----- TASK MATERIAL -----

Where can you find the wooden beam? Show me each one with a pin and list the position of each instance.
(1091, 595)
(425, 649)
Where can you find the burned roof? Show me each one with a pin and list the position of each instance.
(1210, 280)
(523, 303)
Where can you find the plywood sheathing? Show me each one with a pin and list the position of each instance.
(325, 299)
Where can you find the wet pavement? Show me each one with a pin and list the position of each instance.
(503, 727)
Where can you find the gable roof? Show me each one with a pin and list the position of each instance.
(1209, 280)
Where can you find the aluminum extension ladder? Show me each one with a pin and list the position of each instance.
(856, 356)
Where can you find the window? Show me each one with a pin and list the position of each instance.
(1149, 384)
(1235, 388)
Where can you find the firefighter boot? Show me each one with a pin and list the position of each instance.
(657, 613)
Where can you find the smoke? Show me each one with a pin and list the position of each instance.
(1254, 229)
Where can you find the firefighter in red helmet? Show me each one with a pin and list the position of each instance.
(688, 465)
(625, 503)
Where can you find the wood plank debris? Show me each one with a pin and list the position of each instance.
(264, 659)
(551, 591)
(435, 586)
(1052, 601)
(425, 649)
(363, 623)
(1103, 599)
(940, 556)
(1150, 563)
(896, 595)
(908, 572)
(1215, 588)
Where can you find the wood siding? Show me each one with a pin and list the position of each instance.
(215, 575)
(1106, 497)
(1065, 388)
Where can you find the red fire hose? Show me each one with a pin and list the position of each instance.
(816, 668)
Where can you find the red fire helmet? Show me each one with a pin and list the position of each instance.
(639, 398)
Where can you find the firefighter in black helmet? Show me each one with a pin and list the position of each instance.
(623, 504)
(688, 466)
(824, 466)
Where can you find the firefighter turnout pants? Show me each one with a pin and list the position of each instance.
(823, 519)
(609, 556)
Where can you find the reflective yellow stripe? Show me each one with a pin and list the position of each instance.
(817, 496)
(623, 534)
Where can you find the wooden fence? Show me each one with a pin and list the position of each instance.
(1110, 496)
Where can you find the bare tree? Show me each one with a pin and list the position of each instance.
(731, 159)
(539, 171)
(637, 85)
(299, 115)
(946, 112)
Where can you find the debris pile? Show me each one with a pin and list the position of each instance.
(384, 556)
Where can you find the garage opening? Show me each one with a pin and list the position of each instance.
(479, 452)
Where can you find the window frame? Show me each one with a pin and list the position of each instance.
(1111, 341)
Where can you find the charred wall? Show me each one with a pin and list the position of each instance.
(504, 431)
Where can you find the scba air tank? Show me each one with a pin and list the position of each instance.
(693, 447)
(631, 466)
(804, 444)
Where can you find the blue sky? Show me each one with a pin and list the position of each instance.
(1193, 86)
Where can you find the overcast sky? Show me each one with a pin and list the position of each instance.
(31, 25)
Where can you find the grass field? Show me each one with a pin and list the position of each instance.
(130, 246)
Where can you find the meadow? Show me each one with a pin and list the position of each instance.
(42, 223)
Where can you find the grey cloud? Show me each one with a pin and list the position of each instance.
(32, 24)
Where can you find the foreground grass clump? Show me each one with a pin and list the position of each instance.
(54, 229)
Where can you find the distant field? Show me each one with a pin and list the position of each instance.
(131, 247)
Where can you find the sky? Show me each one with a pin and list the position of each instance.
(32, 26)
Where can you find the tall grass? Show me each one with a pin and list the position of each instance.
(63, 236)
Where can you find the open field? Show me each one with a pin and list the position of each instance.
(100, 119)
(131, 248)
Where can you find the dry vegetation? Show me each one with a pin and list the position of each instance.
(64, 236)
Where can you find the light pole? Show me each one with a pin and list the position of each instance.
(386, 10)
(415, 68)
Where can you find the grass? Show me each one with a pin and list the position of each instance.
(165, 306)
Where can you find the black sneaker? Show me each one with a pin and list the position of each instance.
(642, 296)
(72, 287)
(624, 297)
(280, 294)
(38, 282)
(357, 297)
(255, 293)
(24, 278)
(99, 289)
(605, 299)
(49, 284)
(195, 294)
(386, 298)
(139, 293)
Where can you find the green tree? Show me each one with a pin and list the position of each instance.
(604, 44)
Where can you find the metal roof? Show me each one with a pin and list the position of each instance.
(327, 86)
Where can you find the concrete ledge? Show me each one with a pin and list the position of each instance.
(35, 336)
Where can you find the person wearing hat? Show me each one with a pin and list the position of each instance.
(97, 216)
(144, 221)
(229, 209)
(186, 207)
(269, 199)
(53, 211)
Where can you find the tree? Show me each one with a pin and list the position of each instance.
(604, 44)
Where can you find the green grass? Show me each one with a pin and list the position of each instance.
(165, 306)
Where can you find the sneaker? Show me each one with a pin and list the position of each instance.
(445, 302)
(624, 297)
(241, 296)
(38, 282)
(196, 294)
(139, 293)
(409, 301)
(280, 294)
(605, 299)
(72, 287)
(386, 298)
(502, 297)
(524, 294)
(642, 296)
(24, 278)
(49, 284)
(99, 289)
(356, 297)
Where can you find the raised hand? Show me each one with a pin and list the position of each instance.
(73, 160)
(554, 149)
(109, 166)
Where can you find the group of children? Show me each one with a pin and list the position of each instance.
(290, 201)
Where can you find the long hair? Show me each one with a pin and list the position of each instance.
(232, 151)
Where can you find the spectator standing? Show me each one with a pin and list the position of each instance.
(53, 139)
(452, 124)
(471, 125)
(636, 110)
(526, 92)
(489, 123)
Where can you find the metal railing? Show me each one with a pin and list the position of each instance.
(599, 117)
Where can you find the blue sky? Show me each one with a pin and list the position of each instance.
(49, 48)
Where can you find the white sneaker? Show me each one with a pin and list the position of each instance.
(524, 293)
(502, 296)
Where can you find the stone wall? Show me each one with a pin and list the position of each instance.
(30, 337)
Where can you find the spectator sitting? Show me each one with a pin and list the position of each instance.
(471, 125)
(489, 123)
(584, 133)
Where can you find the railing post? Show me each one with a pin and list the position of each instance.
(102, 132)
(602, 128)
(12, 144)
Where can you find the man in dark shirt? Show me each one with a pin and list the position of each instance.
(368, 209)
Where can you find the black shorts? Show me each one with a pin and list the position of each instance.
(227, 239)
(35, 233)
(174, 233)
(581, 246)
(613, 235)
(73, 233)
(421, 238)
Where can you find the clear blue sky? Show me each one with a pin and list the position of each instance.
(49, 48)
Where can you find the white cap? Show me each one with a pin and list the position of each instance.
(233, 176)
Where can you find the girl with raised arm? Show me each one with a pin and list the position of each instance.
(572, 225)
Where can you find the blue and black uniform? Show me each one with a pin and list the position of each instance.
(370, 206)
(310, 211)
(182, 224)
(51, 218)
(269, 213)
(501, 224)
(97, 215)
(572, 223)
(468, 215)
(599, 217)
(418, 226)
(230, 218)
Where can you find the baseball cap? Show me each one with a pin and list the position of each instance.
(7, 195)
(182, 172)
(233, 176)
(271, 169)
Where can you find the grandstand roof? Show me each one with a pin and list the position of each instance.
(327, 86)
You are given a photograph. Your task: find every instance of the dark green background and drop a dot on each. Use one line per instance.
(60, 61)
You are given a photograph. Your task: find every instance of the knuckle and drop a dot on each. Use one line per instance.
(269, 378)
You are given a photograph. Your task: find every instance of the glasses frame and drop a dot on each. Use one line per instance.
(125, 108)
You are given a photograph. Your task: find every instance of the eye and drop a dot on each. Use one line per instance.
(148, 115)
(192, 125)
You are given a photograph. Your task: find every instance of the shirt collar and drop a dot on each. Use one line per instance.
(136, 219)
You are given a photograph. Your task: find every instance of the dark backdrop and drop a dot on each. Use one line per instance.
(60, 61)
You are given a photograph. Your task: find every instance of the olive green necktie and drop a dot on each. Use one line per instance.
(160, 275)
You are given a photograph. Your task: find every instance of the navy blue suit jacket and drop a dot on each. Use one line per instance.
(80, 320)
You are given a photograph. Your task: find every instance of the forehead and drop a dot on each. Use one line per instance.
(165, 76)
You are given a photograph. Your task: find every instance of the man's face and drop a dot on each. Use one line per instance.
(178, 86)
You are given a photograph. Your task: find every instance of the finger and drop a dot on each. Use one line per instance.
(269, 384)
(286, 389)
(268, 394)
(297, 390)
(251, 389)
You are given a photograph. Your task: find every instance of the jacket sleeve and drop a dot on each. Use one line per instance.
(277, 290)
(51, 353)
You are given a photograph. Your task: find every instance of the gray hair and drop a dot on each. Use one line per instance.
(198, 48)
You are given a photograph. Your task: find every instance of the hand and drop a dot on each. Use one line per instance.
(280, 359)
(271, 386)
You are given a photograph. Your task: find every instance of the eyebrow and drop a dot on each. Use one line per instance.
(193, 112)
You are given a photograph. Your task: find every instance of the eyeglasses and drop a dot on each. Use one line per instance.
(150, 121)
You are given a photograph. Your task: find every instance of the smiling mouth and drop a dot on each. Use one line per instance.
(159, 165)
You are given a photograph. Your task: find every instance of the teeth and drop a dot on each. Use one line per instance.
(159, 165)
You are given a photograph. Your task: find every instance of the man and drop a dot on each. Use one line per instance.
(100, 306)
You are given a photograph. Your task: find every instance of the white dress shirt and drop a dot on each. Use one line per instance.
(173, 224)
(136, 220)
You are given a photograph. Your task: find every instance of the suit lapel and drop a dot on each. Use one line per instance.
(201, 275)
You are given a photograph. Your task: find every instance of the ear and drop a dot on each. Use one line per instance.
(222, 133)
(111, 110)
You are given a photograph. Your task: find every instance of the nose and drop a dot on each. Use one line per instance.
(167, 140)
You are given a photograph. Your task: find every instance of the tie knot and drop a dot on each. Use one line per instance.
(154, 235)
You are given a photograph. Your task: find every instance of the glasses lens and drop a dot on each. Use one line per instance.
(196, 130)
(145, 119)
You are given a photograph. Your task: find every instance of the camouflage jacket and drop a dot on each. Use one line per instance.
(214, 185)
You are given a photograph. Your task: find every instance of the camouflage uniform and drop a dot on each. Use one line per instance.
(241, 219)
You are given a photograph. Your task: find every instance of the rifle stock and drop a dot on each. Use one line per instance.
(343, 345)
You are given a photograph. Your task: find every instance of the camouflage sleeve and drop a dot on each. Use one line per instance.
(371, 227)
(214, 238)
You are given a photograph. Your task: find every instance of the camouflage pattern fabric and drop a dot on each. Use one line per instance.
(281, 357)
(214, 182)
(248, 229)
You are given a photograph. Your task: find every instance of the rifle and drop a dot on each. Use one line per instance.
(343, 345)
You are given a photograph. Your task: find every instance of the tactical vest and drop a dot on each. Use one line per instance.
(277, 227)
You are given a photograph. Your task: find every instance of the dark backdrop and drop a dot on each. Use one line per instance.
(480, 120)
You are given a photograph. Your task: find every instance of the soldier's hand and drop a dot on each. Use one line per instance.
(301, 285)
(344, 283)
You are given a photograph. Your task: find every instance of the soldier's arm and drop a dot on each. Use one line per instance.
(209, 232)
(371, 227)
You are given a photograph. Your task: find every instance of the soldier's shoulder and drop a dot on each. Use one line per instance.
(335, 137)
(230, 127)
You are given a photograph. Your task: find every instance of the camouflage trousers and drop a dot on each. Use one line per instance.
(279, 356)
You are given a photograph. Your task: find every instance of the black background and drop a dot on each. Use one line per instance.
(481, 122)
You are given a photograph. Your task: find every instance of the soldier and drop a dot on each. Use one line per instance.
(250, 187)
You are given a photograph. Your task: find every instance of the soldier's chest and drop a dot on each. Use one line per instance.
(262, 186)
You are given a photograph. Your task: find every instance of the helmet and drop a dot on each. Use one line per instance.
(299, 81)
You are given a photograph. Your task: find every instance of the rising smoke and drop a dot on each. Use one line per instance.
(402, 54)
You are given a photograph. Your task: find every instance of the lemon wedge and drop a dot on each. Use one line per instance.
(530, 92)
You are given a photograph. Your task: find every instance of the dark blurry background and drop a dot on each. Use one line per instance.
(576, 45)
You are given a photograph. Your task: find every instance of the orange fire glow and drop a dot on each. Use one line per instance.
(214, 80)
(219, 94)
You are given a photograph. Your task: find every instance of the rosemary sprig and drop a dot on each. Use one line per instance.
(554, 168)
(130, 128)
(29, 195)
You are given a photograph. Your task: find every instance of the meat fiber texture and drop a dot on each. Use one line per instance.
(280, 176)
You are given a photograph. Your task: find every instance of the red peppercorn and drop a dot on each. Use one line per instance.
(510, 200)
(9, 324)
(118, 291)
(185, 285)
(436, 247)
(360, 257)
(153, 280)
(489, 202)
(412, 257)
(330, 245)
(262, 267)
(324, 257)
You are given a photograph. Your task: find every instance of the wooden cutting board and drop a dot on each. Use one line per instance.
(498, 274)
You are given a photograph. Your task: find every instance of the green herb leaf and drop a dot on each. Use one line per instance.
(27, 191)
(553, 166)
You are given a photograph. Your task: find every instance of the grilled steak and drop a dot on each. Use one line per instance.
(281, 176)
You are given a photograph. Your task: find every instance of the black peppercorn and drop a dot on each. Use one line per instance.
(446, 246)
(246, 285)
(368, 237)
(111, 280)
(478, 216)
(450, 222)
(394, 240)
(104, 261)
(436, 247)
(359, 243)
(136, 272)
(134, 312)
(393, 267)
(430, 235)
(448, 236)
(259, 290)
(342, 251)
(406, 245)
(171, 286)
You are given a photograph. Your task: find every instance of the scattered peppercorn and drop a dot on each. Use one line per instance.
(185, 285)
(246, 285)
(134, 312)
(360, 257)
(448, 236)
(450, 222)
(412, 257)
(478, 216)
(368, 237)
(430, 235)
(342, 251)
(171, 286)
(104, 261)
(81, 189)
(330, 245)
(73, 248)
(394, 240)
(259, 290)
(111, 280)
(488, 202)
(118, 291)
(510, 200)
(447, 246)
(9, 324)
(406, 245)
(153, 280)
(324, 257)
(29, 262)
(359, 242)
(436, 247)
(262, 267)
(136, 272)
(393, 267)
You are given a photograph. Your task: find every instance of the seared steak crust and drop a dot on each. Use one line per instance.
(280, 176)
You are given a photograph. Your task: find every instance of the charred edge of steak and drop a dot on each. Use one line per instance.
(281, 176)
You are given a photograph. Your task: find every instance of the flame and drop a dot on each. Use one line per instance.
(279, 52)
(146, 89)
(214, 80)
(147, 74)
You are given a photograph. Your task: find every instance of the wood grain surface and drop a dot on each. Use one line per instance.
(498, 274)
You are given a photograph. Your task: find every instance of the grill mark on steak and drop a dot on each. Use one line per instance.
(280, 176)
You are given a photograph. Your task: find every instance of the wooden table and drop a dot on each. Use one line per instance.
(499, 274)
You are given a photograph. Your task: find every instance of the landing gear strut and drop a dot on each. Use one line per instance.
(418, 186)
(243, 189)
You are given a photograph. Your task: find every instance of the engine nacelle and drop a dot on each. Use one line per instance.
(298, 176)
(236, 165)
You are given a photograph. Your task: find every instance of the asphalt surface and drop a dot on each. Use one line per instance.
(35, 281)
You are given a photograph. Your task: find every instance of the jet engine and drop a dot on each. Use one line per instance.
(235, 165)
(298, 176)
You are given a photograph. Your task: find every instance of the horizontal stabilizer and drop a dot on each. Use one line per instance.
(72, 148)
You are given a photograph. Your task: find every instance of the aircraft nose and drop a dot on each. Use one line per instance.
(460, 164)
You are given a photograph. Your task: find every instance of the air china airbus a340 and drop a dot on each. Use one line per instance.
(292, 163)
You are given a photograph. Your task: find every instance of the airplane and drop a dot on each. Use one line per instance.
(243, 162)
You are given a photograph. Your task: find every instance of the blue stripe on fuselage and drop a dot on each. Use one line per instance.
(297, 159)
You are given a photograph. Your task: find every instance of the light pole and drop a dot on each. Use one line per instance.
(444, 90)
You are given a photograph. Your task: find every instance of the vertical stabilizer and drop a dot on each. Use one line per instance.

-----

* **ACTION ITEM**: Lines in scope run from the one holding "the jet engine" to the last line of the material above; transcribe them exactly and omit the rest.

* **YOUR SOLUTION**:
You are given a photograph. Your task: find every instance of the jet engine and drop a dot on each. Use one line per instance.
(235, 165)
(298, 176)
You are given a photograph. Your task: find every instance of the horizontal stabilizer and drop a dot on each. Use one line per instance.
(72, 148)
You are given a photograph. Your task: find every instance of the aircraft nose and drop a dot on each. Use one line per instance.
(460, 164)
You are given a photograph. Your task: find every instance of the air china airbus a340 and drop a dot on each. Use one line per instance.
(292, 163)
You are given a photograph. Your task: find every instance of the airplane and drop a dot on each. Use one line per instance.
(243, 162)
You are given a photograph. Your task: find every instance of the blue stripe on fuselage and drop a dot on each. Use one line per instance.
(297, 159)
You are given a photograph. Your task: find every instance of the light pole and drop a dot on each. Use one line per instance.
(444, 90)
You are given a photograph. Your task: find every instance of the vertical stabilizer and drop a dot on each. Use one line per instance.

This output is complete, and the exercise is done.